Das grüne Gewissen muckt auf
Von einem Grünrutsch oder einer Klimawahl war nach den nationalen Wahlen letzten Herbst zu lesen. Die Grünen haben 17 zusätzliche Sitze im Nationalrat geholt und sind seither die viertstärkste Kraft. Auch im Aargau haben sie ihren Wähleranteil um 4,3 Prozent auf 9,8 Prozent ausbauen können. Für einen zweiten grünen Sitz in Bern hat es aber nicht gereicht. Der zusätzliche Sitz ging an die Listenpartnerin, die SP.
Seit dem Grünrutsch bei den nationalen Wahlen ist viel passiert. Die Coronakrise hat die Klimakrise in der öffentlichen Debatte in den Hintergrund gedrängt. Das Anliegen der Klimabewegung hat aber nicht an Dringlichkeit verloren. Das hat sich letzte Woche gezeigt, als die Klimajugend den Bundesplatz in Bern besetzte. Auch im Aargau gab es – trotz Corona – wieder Klimademos. Das Thema beschäftigt viele Menschen und es beeinflusst, wem sie bei Wahlen ihre Stimme geben.
Aussichtsloser Kampf gegen bürgerliche Mehrheit
Im Aargau haben die Grünen bei den letzten Grossratswahlen verloren. Lag der Wähleranteil 2008 noch bei 8,9 Prozent (13 Sitze), kamen die Grünen 2012 noch auf 7,4 und 2016 auf 7,1 Prozent. Aktuell politisieren zwei Frauen und acht Männer für die Grünen im Grossen Rat. Damit gehört die Fraktion zu den kleinen. Das wollen sie ändern, wie Parteipräsident Daniel Hölzle sagt (Interview rechts). Die Partei will mehr Einfluss im Grossen Rat und mit Christiane Guyer einen Sitz im Regierungsrat holen. Sie wäre nicht die erste Grüne in der Regierung. Von 2009 bis 2016 hatten die Grünen mit Susanne Hochuli eine Regierungsrätin. Nach ihrem Rücktritt verlor Links-Grün den zweiten Sitz. Für Daniel Hölzle ist das der grösste Misserfolg der Grünen im Aargau.
Mit dem simplen Slogan «Unser Klima. Deine Wahl» versuchen die Grünen, ökologisch bewusste Wählerinnen und Wähler anzusprechen. Damit zeigen sie: Wir sind das grüne Gewissen des Kantons und räumen der langfristigen Erhaltung unserer Lebensgrundlagen Priorität ein.

ERFORDERLICHE SCHRITTE -
1. Legen Sie in ein bis drei Sätzen dar, weshalb die grüne Fraktion im Grossen Rat laut dem Text zu den kleinen gehört.
2. Geben Sie einen Abschnitt aus dem Text wortgetreu wieder: Setzen Sie bei den Worten „Seit dem Grünrutsch“ ein und enden Sie nach „ihre Stimme geben.“.
Grundlage für die Bearbeitung ist ausschließlich der obige Text.

AUSZÜGE AUS DATENSÄTZEN -
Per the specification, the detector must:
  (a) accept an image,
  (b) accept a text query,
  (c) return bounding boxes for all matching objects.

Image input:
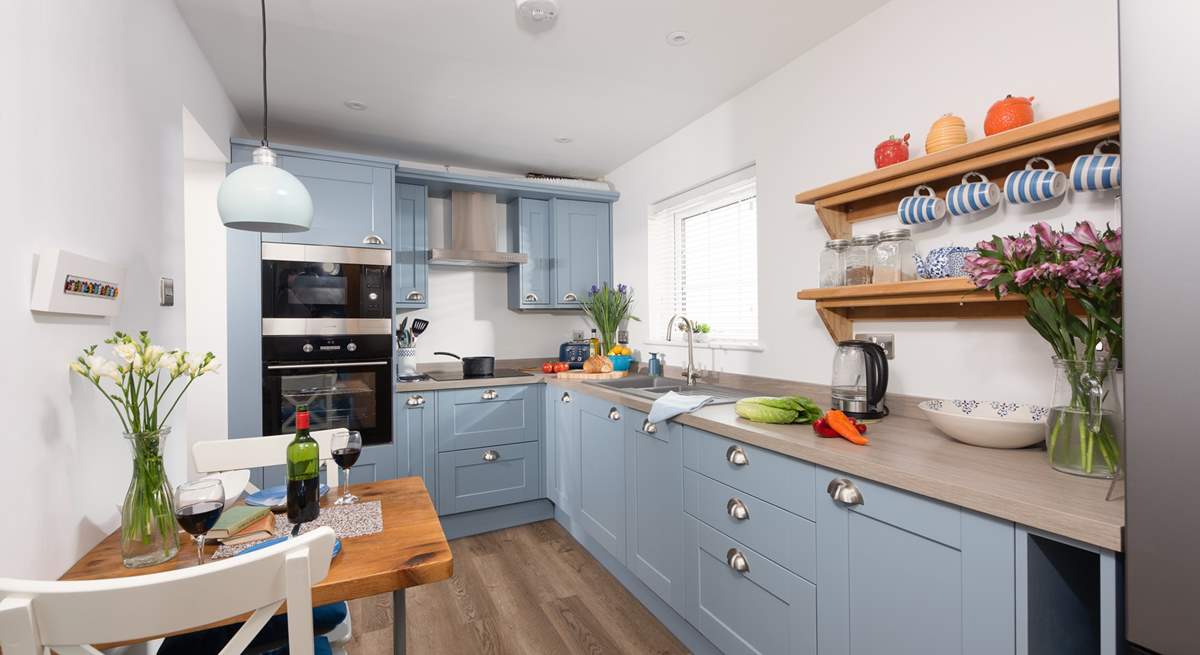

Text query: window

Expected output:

ANTWORTEN JE AUFGABE -
1. Die grüne Fraktion zählt zu den kleinen, weil derzeit nur zehn Personen für die Grünen im Grossen Rat politisieren, nämlich zwei Frauen und acht Männer.

2.
Seit dem Grünrutsch bei den nationalen Wahlen ist viel passiert. Die Coronakrise hat die Klimakrise in der öffentlichen Debatte in den Hintergrund gedrängt. Das Anliegen der Klimabewegung hat aber nicht an Dringlichkeit verloren. Das hat sich letzte Woche gezeigt, als die Klimajugend den Bundesplatz in Bern besetzte. Auch im Aargau gab es – trotz Corona – wieder Klimademos. Das Thema beschäftigt viele Menschen und es beeinflusst, wem sie bei Wahlen ihre Stimme geben.